__EXERCISE__. Copy out the entries below, renaming "positive clicks" to "foreground clicks" everywhere and changing nothing else. Omit the pictures from your copy.

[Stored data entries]
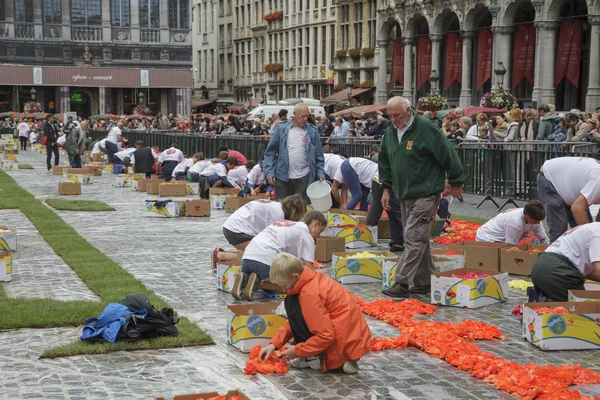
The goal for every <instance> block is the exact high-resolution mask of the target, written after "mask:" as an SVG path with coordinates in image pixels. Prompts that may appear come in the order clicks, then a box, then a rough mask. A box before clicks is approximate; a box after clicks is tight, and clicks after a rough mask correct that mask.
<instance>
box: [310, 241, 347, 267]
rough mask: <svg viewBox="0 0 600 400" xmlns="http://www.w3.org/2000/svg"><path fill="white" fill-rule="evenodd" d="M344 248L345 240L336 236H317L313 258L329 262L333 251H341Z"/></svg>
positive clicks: (332, 252) (337, 251)
mask: <svg viewBox="0 0 600 400" xmlns="http://www.w3.org/2000/svg"><path fill="white" fill-rule="evenodd" d="M345 248H346V240H345V239H344V238H338V237H327V236H322V237H319V238H317V245H316V246H315V260H317V261H318V262H329V261H331V259H332V256H333V253H337V252H343V251H344V249H345Z"/></svg>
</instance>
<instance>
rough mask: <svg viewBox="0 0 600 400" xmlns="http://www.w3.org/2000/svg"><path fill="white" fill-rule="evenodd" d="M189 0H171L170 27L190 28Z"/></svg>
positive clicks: (176, 27) (176, 28)
mask: <svg viewBox="0 0 600 400" xmlns="http://www.w3.org/2000/svg"><path fill="white" fill-rule="evenodd" d="M189 9H190V2H189V0H169V28H171V29H189V27H190V23H189Z"/></svg>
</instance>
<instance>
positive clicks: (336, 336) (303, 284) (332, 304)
mask: <svg viewBox="0 0 600 400" xmlns="http://www.w3.org/2000/svg"><path fill="white" fill-rule="evenodd" d="M269 279H270V280H271V282H273V283H276V284H277V285H279V286H281V287H282V288H283V291H284V292H285V293H286V294H287V296H286V298H285V301H284V304H285V310H286V314H287V318H288V322H286V323H285V324H284V325H283V326H282V327H281V328H279V331H277V334H276V335H275V337H274V338H273V339H271V344H270V345H268V346H266V347H265V348H263V349H262V350H261V352H260V354H259V359H260V360H263V359H268V358H269V357H270V356H271V354H272V353H273V351H275V350H276V349H279V348H281V347H282V346H284V345H285V344H286V343H287V342H288V341H289V340H290V339H291V338H292V337H293V338H294V340H295V342H296V345H295V346H294V347H292V348H289V349H288V350H286V351H284V352H283V353H282V357H283V358H284V359H287V360H290V365H291V366H292V367H295V368H312V369H320V370H321V371H323V372H325V371H328V370H334V369H338V368H341V369H342V370H343V371H344V372H345V373H347V374H354V373H356V372H358V364H357V361H358V360H359V359H360V358H361V357H363V356H364V355H365V354H366V353H367V352H369V351H370V350H371V331H370V329H369V326H368V325H367V322H366V321H365V317H364V316H363V315H362V312H361V311H360V307H359V306H358V304H356V302H354V300H353V299H352V296H351V295H350V293H349V292H348V291H347V290H346V289H345V288H344V287H343V286H342V285H341V284H339V283H338V282H336V281H334V280H333V279H331V278H330V277H328V276H327V275H325V274H322V273H319V272H315V271H313V270H311V269H310V268H307V267H305V266H304V265H303V264H302V261H301V260H300V259H298V258H297V257H294V256H293V255H291V254H288V253H281V254H279V255H278V256H277V257H276V258H275V259H274V260H273V263H272V265H271V269H270V271H269Z"/></svg>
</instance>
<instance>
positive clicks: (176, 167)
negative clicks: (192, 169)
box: [171, 158, 194, 177]
mask: <svg viewBox="0 0 600 400" xmlns="http://www.w3.org/2000/svg"><path fill="white" fill-rule="evenodd" d="M192 165H194V160H192V159H191V158H184V159H183V161H182V162H180V163H179V164H177V166H176V167H175V168H173V174H171V176H173V177H175V174H178V173H180V172H185V169H186V168H187V167H190V168H191V167H192Z"/></svg>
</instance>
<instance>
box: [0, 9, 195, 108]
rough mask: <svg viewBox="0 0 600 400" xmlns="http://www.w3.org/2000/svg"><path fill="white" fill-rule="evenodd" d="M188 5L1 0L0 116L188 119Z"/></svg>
mask: <svg viewBox="0 0 600 400" xmlns="http://www.w3.org/2000/svg"><path fill="white" fill-rule="evenodd" d="M189 3H190V2H189V0H43V1H41V0H0V37H1V38H2V41H1V42H0V63H1V64H0V112H3V111H27V110H28V109H39V108H41V109H42V111H43V112H48V113H58V112H67V111H76V112H77V113H78V115H81V116H83V117H87V116H89V115H92V114H99V113H114V114H132V113H134V111H136V112H137V111H140V110H141V111H142V112H149V113H151V114H156V113H158V112H163V113H177V114H189V113H190V111H191V97H192V90H191V86H192V71H191V70H190V68H191V66H192V59H191V49H192V46H191V42H192V41H191V31H190V26H191V24H192V21H191V19H192V15H191V13H190V4H189Z"/></svg>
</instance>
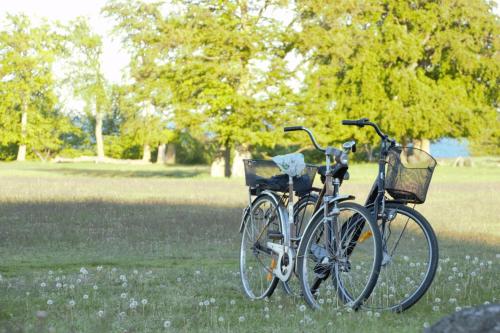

__SOLUTION FOR THIS PROBLEM__.
The goal for every <instance> block is the exact high-resolution mask of the target, written after "mask:" as an SVG path with coordinates in image pixels. Prompts that may appear come in the order clicks, then a box, then a rough mask. A box before clicks is approximate; a box after clicks is tight, and clicks after a rough mask correct that mask.
<instance>
box: [310, 241, 347, 267]
rough mask: <svg viewBox="0 0 600 400" xmlns="http://www.w3.org/2000/svg"><path fill="white" fill-rule="evenodd" d="M344 248L345 240L336 236H317L313 258L329 262L333 251H341Z"/></svg>
foreground clicks: (332, 252) (337, 251)
mask: <svg viewBox="0 0 600 400" xmlns="http://www.w3.org/2000/svg"><path fill="white" fill-rule="evenodd" d="M345 248H346V240H345V239H344V238H338V237H327V236H322V237H319V238H317V245H316V246H315V260H317V261H318V262H329V261H331V259H332V256H333V253H337V252H343V251H344V249H345Z"/></svg>
</instance>
<instance>
rough mask: <svg viewBox="0 0 600 400" xmlns="http://www.w3.org/2000/svg"><path fill="white" fill-rule="evenodd" d="M189 0H171L170 27L190 28Z"/></svg>
foreground clicks: (176, 27) (176, 28)
mask: <svg viewBox="0 0 600 400" xmlns="http://www.w3.org/2000/svg"><path fill="white" fill-rule="evenodd" d="M189 9H190V2H189V0H169V28H171V29H189V27H190V23H189Z"/></svg>
</instance>
<instance>
foreground clicks: (336, 336) (303, 284) (332, 304)
mask: <svg viewBox="0 0 600 400" xmlns="http://www.w3.org/2000/svg"><path fill="white" fill-rule="evenodd" d="M269 279H270V280H271V282H273V283H276V284H277V285H279V286H281V287H282V288H283V291H284V292H285V293H286V294H287V296H286V298H285V301H284V304H285V310H286V314H287V318H288V322H286V323H285V324H284V325H283V326H282V327H281V328H279V331H277V334H276V335H275V337H274V338H273V339H271V344H270V345H268V346H266V347H265V348H263V349H262V350H261V352H260V354H259V359H260V360H263V359H268V358H269V357H270V356H271V354H272V353H273V351H275V350H276V349H279V348H281V347H282V346H284V345H285V344H286V343H287V342H288V341H289V340H290V339H291V338H292V337H293V338H294V340H295V342H296V345H295V346H294V347H292V348H289V349H288V350H286V351H284V352H283V353H282V357H283V358H284V359H287V360H290V365H291V366H292V367H295V368H312V369H320V370H321V371H323V372H325V371H328V370H334V369H338V368H341V369H342V370H343V371H344V372H345V373H347V374H354V373H356V372H358V364H357V361H358V360H359V359H360V358H361V357H363V356H364V355H365V354H366V353H367V352H369V351H370V350H371V331H370V329H369V326H368V325H367V322H366V321H365V317H364V316H363V315H362V312H361V311H360V307H359V306H358V304H356V302H354V300H353V299H352V296H351V295H350V293H349V292H348V291H347V290H346V289H345V288H344V287H343V286H342V285H341V284H339V283H338V282H336V281H334V280H333V279H331V278H330V277H328V276H327V275H325V274H322V273H319V272H315V271H313V270H311V269H310V268H307V267H305V266H304V265H303V264H302V261H301V260H300V259H298V258H297V257H294V256H293V255H291V254H288V253H281V254H279V255H278V256H277V257H276V258H275V259H274V260H273V263H272V265H271V269H270V271H269Z"/></svg>
</instance>
<instance>
foreground clicks: (176, 167)
negative clicks: (192, 169)
box: [171, 158, 194, 177]
mask: <svg viewBox="0 0 600 400" xmlns="http://www.w3.org/2000/svg"><path fill="white" fill-rule="evenodd" d="M192 165H194V160H192V159H191V158H184V159H183V161H182V162H180V163H179V164H177V166H176V167H175V168H173V174H171V176H173V177H175V174H178V173H180V172H185V169H186V168H187V167H190V168H191V167H192Z"/></svg>
</instance>
<instance>
box: [0, 9, 195, 108]
rough mask: <svg viewBox="0 0 600 400" xmlns="http://www.w3.org/2000/svg"><path fill="white" fill-rule="evenodd" d="M188 5L1 0L0 116L188 119Z"/></svg>
mask: <svg viewBox="0 0 600 400" xmlns="http://www.w3.org/2000/svg"><path fill="white" fill-rule="evenodd" d="M189 3H190V2H189V0H43V1H41V0H0V37H1V38H2V41H1V42H0V63H1V64H0V112H3V111H27V110H28V109H39V108H41V109H42V111H43V112H48V113H58V112H67V111H76V112H77V113H78V115H81V116H83V117H87V116H89V115H92V114H99V113H114V114H132V113H134V111H136V112H137V111H140V110H141V111H142V112H149V113H151V114H156V113H158V112H163V113H177V114H189V113H190V111H191V97H192V90H191V86H192V71H191V70H190V68H191V66H192V59H191V49H192V46H191V42H192V41H191V31H190V26H191V24H192V21H191V19H192V15H191V13H190V4H189Z"/></svg>
</instance>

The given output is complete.